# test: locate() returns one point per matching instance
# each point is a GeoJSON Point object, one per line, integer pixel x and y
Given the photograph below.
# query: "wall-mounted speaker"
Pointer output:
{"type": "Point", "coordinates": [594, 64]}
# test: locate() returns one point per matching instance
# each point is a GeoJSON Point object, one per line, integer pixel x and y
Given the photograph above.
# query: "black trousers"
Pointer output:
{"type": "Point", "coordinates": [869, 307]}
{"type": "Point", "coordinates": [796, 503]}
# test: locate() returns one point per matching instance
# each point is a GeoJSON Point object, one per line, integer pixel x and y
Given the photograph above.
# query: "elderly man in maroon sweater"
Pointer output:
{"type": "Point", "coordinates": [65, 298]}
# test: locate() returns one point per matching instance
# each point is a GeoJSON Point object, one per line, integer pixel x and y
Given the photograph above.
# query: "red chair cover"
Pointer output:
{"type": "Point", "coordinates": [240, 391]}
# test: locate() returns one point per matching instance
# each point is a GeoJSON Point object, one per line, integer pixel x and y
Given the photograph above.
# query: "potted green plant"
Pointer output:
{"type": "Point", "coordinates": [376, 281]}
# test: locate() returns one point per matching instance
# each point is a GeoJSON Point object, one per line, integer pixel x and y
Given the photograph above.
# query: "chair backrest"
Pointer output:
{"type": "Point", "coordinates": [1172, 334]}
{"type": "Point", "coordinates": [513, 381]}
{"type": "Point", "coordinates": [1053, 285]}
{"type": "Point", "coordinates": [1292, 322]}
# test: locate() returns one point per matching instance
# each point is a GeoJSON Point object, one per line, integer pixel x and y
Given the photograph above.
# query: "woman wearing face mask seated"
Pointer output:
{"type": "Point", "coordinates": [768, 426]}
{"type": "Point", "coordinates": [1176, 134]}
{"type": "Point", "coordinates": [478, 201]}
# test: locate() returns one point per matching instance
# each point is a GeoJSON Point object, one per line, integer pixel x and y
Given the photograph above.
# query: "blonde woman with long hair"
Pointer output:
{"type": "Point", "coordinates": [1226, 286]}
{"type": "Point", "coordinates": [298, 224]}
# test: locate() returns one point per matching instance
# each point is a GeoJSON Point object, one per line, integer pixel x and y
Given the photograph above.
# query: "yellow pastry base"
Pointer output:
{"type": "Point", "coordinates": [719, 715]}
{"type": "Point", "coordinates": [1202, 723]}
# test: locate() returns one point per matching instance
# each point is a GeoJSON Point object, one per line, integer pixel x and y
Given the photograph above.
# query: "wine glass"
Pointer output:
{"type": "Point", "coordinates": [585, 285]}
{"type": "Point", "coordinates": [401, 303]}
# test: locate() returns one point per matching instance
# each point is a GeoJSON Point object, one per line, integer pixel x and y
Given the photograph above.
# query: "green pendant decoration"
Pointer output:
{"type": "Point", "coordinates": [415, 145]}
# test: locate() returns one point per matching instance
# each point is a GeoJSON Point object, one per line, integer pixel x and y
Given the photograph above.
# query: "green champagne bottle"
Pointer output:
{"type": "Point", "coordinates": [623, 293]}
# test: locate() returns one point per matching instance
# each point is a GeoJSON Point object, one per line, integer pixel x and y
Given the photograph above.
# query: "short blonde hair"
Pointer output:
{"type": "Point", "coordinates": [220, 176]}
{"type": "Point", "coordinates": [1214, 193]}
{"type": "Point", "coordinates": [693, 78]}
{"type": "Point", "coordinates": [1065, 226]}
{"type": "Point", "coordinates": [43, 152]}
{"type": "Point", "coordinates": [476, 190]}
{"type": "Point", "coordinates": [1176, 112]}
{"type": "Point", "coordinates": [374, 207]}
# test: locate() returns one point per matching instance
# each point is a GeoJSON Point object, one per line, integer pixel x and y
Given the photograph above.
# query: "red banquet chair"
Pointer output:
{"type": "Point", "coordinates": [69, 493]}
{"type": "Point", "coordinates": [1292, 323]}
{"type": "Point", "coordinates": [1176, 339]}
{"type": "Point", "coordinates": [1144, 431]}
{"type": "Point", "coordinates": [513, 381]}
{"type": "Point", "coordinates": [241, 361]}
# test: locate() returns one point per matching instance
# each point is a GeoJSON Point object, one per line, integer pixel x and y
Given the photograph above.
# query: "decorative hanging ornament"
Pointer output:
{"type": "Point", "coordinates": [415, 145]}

=-=-=

_What to work on_
Copy each line of the data exactly, leaving nothing out.

_Written answer_
# test: locate() returns one point per matching instance
# each point is a GeoJSON Point object, one per line, integer pixel x and y
Given the photograph below.
# query: "wall-mounted speaker"
Pointer output:
{"type": "Point", "coordinates": [594, 64]}
# test: locate() returns one point per matching instance
# each point is a GeoJSON Point object, one per line, integer pixel x and y
Given the photograph above.
# query: "black trousers"
Pointer output:
{"type": "Point", "coordinates": [869, 307]}
{"type": "Point", "coordinates": [796, 503]}
# test: locate() returns one point per matching instance
# each point is a GeoJSON Point object, one per line, integer pixel x and y
Given the photograph above.
# query: "elderly man in maroon sweater"
Pointer output:
{"type": "Point", "coordinates": [65, 298]}
# test: locate() returns one point per matching instance
# each point is a GeoJSON Point object, one per line, integer pixel x and y
Given the photograph above.
# query: "red chair cover"
Pointer output:
{"type": "Point", "coordinates": [240, 391]}
# test: locate() returns one point per matching instance
# each point is a GeoJSON Point object, one per line, integer pixel x and y
Given the photograph above.
# query: "potted green plant"
Pointer output:
{"type": "Point", "coordinates": [376, 281]}
# test: locate() returns one point per matching instance
# each point is a GeoJSON Point object, one per line, integer pixel x and y
Given the photograph above.
# query: "chair backrest"
Pointer output:
{"type": "Point", "coordinates": [1172, 334]}
{"type": "Point", "coordinates": [513, 381]}
{"type": "Point", "coordinates": [1053, 285]}
{"type": "Point", "coordinates": [1292, 322]}
# test: locate() returns one point per matching instance
# each point is a GeoJSON Point object, one per line, integer pixel x and y
Given the photograph above.
# query: "woman wearing face mask seated"
Pointer output:
{"type": "Point", "coordinates": [768, 426]}
{"type": "Point", "coordinates": [1176, 134]}
{"type": "Point", "coordinates": [478, 201]}
# test: locate() returns one point per matching instance
# each point is a GeoJSON Point object, one per line, integer pixel x and y
Given the photograph above.
# query: "blonde woman with long hair"
Pointer output:
{"type": "Point", "coordinates": [1226, 286]}
{"type": "Point", "coordinates": [298, 224]}
# test: locate() returns one point per matching instance
# each point is a GeoJSON Point object, one per line, integer pixel x and y
Given the photograph above.
# query: "yellow pastry base"
Pointer output:
{"type": "Point", "coordinates": [719, 715]}
{"type": "Point", "coordinates": [1202, 723]}
# test: locate() returns one point per matching instance
# each point is a GeoJSON Point object, one per line, integer pixel x and y
Given the photograph above.
# query: "wine glass"
Pointer output:
{"type": "Point", "coordinates": [585, 285]}
{"type": "Point", "coordinates": [401, 303]}
# test: locate() returns one point per matching instance
# each point is a GeoJSON Point object, one per line, integer pixel x and y
Given the photograph above.
# query: "green pendant decoration"
Pointer output:
{"type": "Point", "coordinates": [415, 145]}
# test: locate() returns one point per matching instance
# each point is a GeoJSON Point object, one per line, integer pixel x and y
Given the photograph above.
# query: "green champagne bottle"
Pointer output:
{"type": "Point", "coordinates": [623, 293]}
# test: locate() returns one point per matching instance
# each point is a GeoJSON Point object, one per line, integer pixel x and y
Given the photograph above.
# query: "short blonde hair"
Pointer output:
{"type": "Point", "coordinates": [220, 176]}
{"type": "Point", "coordinates": [1214, 193]}
{"type": "Point", "coordinates": [693, 78]}
{"type": "Point", "coordinates": [1065, 226]}
{"type": "Point", "coordinates": [43, 152]}
{"type": "Point", "coordinates": [476, 190]}
{"type": "Point", "coordinates": [1176, 112]}
{"type": "Point", "coordinates": [374, 207]}
# test: locate() returns one point per matching instance
# each point is a GeoJSON Point object, one per line, integer pixel x and y
Given the photograph above.
# query: "red banquet chair"
Pointer output:
{"type": "Point", "coordinates": [69, 493]}
{"type": "Point", "coordinates": [1292, 323]}
{"type": "Point", "coordinates": [1176, 339]}
{"type": "Point", "coordinates": [1144, 431]}
{"type": "Point", "coordinates": [513, 381]}
{"type": "Point", "coordinates": [241, 361]}
# test: locate() returns one point per matching instance
# each point is a GeoJSON Point object, one per line, integer pixel x and y
Given the photograph above.
# query: "decorative hanging ornament"
Pointer output:
{"type": "Point", "coordinates": [415, 145]}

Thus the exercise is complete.